EXERCISE: Copy each line below as it stands, but skip any picture it contains.

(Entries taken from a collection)
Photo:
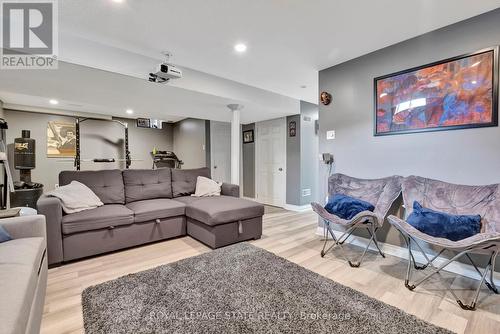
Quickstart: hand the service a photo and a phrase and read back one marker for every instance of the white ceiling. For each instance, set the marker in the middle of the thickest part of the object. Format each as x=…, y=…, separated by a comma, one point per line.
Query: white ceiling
x=288, y=41
x=87, y=90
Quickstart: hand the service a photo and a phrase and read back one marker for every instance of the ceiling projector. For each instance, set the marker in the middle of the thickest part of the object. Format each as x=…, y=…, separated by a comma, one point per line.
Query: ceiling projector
x=165, y=72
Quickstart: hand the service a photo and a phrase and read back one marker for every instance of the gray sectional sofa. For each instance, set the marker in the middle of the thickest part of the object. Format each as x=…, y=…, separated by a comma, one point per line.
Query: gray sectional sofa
x=142, y=206
x=23, y=275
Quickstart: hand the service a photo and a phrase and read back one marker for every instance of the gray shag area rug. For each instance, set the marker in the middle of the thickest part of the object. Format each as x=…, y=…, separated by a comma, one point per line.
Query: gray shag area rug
x=238, y=289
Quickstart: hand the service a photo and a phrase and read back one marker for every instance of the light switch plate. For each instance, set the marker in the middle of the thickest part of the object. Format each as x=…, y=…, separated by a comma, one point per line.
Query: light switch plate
x=330, y=135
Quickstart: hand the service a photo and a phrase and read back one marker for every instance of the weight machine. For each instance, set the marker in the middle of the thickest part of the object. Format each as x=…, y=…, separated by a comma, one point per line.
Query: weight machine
x=78, y=160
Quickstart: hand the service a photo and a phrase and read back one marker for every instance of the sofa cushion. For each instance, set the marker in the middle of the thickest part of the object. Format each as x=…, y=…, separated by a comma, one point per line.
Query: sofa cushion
x=20, y=261
x=18, y=286
x=4, y=235
x=223, y=209
x=187, y=199
x=27, y=251
x=106, y=184
x=152, y=209
x=141, y=184
x=110, y=215
x=184, y=180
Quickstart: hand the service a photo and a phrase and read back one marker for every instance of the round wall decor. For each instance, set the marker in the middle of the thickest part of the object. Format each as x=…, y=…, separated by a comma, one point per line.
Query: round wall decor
x=325, y=98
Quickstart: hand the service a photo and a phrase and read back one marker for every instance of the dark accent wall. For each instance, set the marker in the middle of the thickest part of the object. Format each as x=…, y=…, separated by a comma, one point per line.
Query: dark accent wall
x=189, y=141
x=302, y=157
x=99, y=139
x=248, y=156
x=469, y=156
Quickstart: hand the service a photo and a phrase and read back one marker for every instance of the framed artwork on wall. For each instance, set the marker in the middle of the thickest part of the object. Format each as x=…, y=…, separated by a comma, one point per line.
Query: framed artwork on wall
x=248, y=137
x=456, y=93
x=61, y=139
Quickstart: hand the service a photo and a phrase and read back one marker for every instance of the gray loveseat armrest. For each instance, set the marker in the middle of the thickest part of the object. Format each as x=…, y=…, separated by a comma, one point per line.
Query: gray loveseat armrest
x=25, y=226
x=230, y=190
x=51, y=208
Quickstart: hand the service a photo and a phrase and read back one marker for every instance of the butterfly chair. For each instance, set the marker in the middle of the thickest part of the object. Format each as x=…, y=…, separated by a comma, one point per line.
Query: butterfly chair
x=381, y=193
x=453, y=199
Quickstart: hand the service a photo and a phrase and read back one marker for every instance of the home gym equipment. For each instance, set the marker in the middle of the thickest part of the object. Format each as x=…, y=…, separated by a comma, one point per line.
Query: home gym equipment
x=8, y=185
x=162, y=159
x=26, y=192
x=78, y=159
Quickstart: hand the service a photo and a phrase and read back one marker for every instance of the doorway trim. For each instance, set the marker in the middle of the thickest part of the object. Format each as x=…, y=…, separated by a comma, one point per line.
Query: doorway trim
x=258, y=145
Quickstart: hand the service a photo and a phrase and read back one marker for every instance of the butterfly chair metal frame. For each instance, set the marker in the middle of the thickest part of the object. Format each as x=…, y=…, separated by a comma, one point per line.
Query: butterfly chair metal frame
x=363, y=223
x=380, y=192
x=485, y=243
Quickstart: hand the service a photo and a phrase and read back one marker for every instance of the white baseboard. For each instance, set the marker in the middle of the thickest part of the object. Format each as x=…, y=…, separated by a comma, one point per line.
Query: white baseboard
x=458, y=268
x=297, y=208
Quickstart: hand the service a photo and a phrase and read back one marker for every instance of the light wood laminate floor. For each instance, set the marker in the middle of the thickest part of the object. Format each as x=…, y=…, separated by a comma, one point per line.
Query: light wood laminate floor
x=292, y=236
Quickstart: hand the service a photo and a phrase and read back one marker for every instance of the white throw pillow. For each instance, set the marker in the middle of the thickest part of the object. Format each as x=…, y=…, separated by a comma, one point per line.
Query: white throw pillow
x=206, y=187
x=76, y=197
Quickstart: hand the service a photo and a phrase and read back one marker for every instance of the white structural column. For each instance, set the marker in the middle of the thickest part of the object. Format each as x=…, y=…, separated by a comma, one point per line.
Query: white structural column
x=235, y=142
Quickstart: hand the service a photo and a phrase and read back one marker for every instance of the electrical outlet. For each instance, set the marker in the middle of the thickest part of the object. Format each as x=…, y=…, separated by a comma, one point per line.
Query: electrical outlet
x=330, y=135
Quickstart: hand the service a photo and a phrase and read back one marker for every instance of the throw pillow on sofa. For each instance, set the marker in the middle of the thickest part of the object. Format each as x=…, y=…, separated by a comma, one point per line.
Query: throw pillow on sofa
x=206, y=187
x=444, y=225
x=346, y=207
x=76, y=197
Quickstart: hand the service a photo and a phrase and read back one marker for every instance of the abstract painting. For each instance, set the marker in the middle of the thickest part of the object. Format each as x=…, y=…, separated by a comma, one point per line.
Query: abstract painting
x=61, y=139
x=456, y=93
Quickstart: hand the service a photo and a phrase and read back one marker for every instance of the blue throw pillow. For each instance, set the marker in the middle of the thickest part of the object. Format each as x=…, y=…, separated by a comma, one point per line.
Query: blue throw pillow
x=444, y=225
x=347, y=207
x=4, y=235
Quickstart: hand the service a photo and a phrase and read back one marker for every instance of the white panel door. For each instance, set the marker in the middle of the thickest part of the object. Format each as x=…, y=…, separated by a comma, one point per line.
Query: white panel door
x=220, y=151
x=270, y=162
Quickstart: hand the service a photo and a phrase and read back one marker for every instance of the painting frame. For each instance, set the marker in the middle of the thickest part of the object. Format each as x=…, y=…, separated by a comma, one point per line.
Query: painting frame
x=248, y=136
x=495, y=94
x=61, y=139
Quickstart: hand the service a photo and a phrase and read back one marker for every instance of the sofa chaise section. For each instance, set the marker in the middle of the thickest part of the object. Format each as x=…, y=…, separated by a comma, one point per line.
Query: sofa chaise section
x=142, y=206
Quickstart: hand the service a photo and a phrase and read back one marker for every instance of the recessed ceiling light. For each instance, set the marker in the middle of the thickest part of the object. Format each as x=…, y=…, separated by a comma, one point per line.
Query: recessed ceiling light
x=240, y=47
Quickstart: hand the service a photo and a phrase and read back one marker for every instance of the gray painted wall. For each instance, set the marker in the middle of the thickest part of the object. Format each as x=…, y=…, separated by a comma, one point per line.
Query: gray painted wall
x=469, y=156
x=302, y=156
x=293, y=155
x=100, y=139
x=309, y=144
x=248, y=164
x=189, y=142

RESULT OF THE EXERCISE:
Photo:
Quickstart: hand the service a photo and a phrase and read back one marker for every instance of the white ceiling. For each instance, set the marker in the middle of the thickest part of the object. Format each as x=…, y=…, separated by a comma, one point per line.
Query: white ceiling
x=288, y=41
x=87, y=90
Quickstart: hand the service a photo and a phrase and read back one marker for every instance of the ceiling projector. For each instance, set the marker in the middle of the thickest part of the object. Format each as x=…, y=…, separated by a comma, one point per line.
Query: ceiling projector
x=165, y=72
Quickstart: hand the service a photo and a phrase and read back one marker for every instance of the gray sectional sofa. For each instance, set the marker in the middle of the thickest part of the object. Format each as x=…, y=…, separated by a comma, one point per line.
Query: gray sectional sofa
x=142, y=206
x=23, y=275
Quickstart: hand the service a photo and a phrase and read back one marker for every instance of the gray shag area rug. For each instance, set the marker in the middle of the thickest part of the object. Format each as x=…, y=…, separated by a comma, one point per line.
Query: gray shag area rug
x=238, y=289
Quickstart: hand the service a photo and a phrase and read back one marker for every instance of the light switch plate. For each instance, set the marker in the middle of the thickest part of the object. Format each as x=…, y=…, separated by a comma, one point per line.
Query: light switch plate
x=330, y=135
Quickstart: hand the service a photo and a phrase and read back one marker for every instance of the weight machine. For each instance, set the marker in the middle of the thickest part of the object. Format each as x=…, y=…, separated by a comma, one point per line.
Query: weight machine
x=78, y=160
Quickstart: hand the service a photo and a phrase and read back one marker for every instance of the sofa cushion. For each instance, set the marker in the middle of the thickest part of the object. Format each as x=…, y=…, separated by a comma, one point per line.
Query: sofa cushion
x=20, y=261
x=18, y=286
x=4, y=235
x=223, y=209
x=187, y=199
x=27, y=251
x=106, y=184
x=152, y=209
x=141, y=184
x=110, y=215
x=184, y=180
Quickstart: hand the service a photo and a phrase and read back one marker for every instance of the round wall decor. For each instance, set the marker in the middle of the thickest part of the object. Format each as x=…, y=…, separated by a comma, one point per line.
Query: round wall decor
x=325, y=98
Quickstart: hand the service a photo and a phrase and read back one marker for every instance of the dark accent wall. For each instance, set the marker in the middle of the thickest part of the object. Format each as x=…, y=…, separated by a comma, one point per line.
Query: dark accent wall
x=189, y=141
x=302, y=157
x=99, y=139
x=248, y=156
x=469, y=156
Quickstart: hand the service a photo and a phrase and read back one marker for every instance of the framed artwork on wall. For each instance, set the marker in the middle of the thickest part of the object. Format each as x=…, y=…, separated by a comma, one point per line.
Query: framed artwork on wall
x=248, y=137
x=456, y=93
x=61, y=139
Quickstart: hand the service a photo and a phrase and read back one marker for every instance of the gray loveseat armrest. For each instance, set the marker in the middle of the thickest part of the object. Format each as x=…, y=…, separated by a comma, one point per line.
Query: gray loveseat armrest
x=25, y=226
x=230, y=190
x=51, y=208
Quickstart: hand the service a photo and a phrase and read back one marker for every instance of the butterfly chair. For each instance, set the marker in the middle of the thickest part of the object. Format each as x=…, y=…, separated by a comma, one point per line.
Query: butterfly chair
x=381, y=193
x=453, y=199
Quickstart: hand the service a photo and a phrase and read back one marker for every instance of the home gym equipment. For each instance, set the marker in the middle of the thickest part of the object. Format each as x=…, y=…, separated by a comma, one point per line.
Query: home gym equipment
x=8, y=185
x=162, y=159
x=26, y=192
x=78, y=159
Quickstart: hand the service a photo and a phrase and read back one marker for every instance of the doorway trim. For each instance, set the marker in the middle of the thickest part of the object. Format each as x=…, y=…, separated by a comma, one point per line.
Query: doorway trim
x=258, y=145
Quickstart: hand the service a photo and a phrase and read back one marker for every instance of the butterfly chair metal frame. For each instance, set the marker in the middle of the thickest part of the object. Format each as x=…, y=…, separated by a comma, one point per line.
Query: butterfly chair metal frame
x=363, y=223
x=380, y=192
x=485, y=243
Quickstart: hand the service a photo and a phrase and read back one marker for every instance of the white baseboard. For each instance, set the marker in the middle of the thickest part of the object. Format each as x=…, y=…, separated by a comma, one point per line.
Query: white baseboard
x=458, y=268
x=297, y=208
Quickstart: hand the service a photo and a phrase and read back one marker for every instance of the light wood laminate floor. For each instance, set the marker in the middle of the thickest part of the object. Format each as x=…, y=…, separated by a comma, one point per line.
Query: light wood laminate floor
x=292, y=236
Quickstart: hand the service a photo and a phrase and read back one marker for every instance of the white throw pillow. For each instance, set the marker in the middle of the thickest part of the object. Format each as x=…, y=…, separated by a comma, one point per line.
Query: white throw pillow
x=206, y=187
x=76, y=197
Quickstart: hand the service a photo and a phrase and read back one marker for every instance of the white structural column. For each instance, set the marker in the middle of the thickest part of the object. Format each as x=…, y=…, separated by a comma, one point per line.
Query: white structural column
x=235, y=142
Quickstart: hand the service a photo and a phrase and read back one marker for every instance of the electrical outlet. For each instance, set the marker in the middle of the thickest part of the object. Format each as x=…, y=…, separated by a comma, one point per line.
Query: electrical outlet
x=330, y=135
Quickstart: hand the service a photo and a phrase and read back one marker for every instance of the throw pillow on sofa. For each instance, set the marker in the middle of the thickest part of the object. Format each as x=…, y=…, separated by a comma, one point per line.
Query: throw pillow on sofa
x=206, y=187
x=444, y=225
x=346, y=207
x=76, y=197
Quickstart: hand the service a photo and a phrase and read back one marker for every instance of the abstract painting. For each instance, set the marker in the middle of the thickest part of the object. Format each as x=…, y=…, separated by a comma, one point per line.
Query: abstract painting
x=61, y=139
x=456, y=93
Quickstart: hand the service a photo and a phrase and read back one marker for every instance of the blue throw pillow. For each instance, set the marker in the middle of the thickest part of the object. Format each as x=…, y=…, separated by a comma, one point per line.
Query: blue throw pillow
x=444, y=225
x=347, y=207
x=4, y=235
Quickstart: hand the service a photo and a phrase and read back one marker for every instance of the white panel door. For each instance, set the marker in the middle of the thickest part of the object. Format each as x=…, y=…, separated by a comma, one point per line.
Query: white panel door
x=220, y=151
x=270, y=162
Quickstart: hand the service a photo and a phrase and read back one marker for every instance of the painting frame. For each instance, set the marker in the middle of the thickest part of the object. Format each as x=…, y=…, separated by a comma, one point per line.
Query: painting frame
x=248, y=136
x=495, y=94
x=61, y=139
Quickstart: hand the service a photo and a phrase and read back one marker for every instance of the sofa chaise section. For each instance, set the marker in the middle of the thickest part of the object. Format each as x=…, y=…, separated by a comma, one point per line.
Query: sofa chaise section
x=142, y=206
Quickstart: hand the service a photo and a phrase and read back one marker for every instance of the recessed ceiling light. For each instance, set the marker in the middle of the thickest part of the object. Format each as x=…, y=…, separated by a comma, one point per line.
Query: recessed ceiling light
x=240, y=47
Quickstart: hand the service a photo and a phrase and read back one marker for every instance of the gray painted wall. For each instance, set the marker in the middle of the thickest part of the object. Format each as x=…, y=…, separated by a comma, one point per line.
Query: gray painted wall
x=469, y=156
x=302, y=156
x=293, y=155
x=100, y=139
x=309, y=144
x=248, y=164
x=189, y=142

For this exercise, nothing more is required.